| Passage to read |
===

Summary information and primary citation

7tec; DSSR-derived features in text and JSON formats
DNA binding protein-DNA
X-ray (3.45 Å)
Structure of the listeria monocytogenes glnr-DNA complex to 3.45 angstrom
Travis BA, Peck JV, Salinas R, Dopkins B, Lent N, Nguyen VD, Borgnia MJ, Brennan RG, Schumacher MA (2022): "Molecular dissection of the glutamine synthetase-GlnR nitrogen regulatory circuitry in Gram-positive bacteria." Nat Commun, 13, 3793. doi: 10.1038/s41467-022-31573-0.

===

| Data extract |

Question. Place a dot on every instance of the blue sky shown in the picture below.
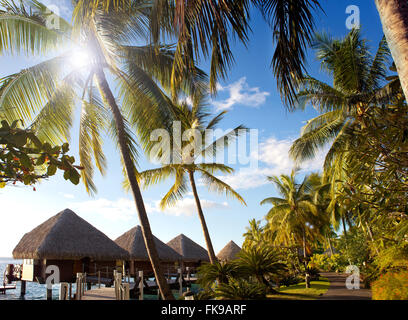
(252, 99)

===

| Check your understanding |
**a.** Answer these from the structure summary:
(i) What experimental method was used, and at what resolution?
(ii) In which journal and year was the primary citation published?
(iii) What kind of complex is the entry classified as?
**b.** Rename "X-ray" as "Cryo-EM" in the structure summary, and write out the text from "7tec; DSSR-derived features" up to and including "3793. doi: 10.1038/s41467-022-31573-0." with that change.

| Your responses |
**a.**
(i) X-ray, at 3.45 Å
(ii) Nat Commun, 2022
(iii) DNA binding protein-DNA

**b.**
7tec; DSSR-derived features in text and JSON formats
DNA binding protein-DNA
Cryo-EM (3.45 Å)
Structure of the listeria monocytogenes glnr-DNA complex to 3.45 angstrom
Travis BA, Peck JV, Salinas R, Dopkins B, Lent N, Nguyen VD, Borgnia MJ, Brennan RG, Schumacher MA (2022): "Molecular dissection of the glutamine synthetase-GlnR nitrogen regulatory circuitry in Gram-positive bacteria." Nat Commun, 13, 3793. doi: 10.1038/s41467-022-31573-0.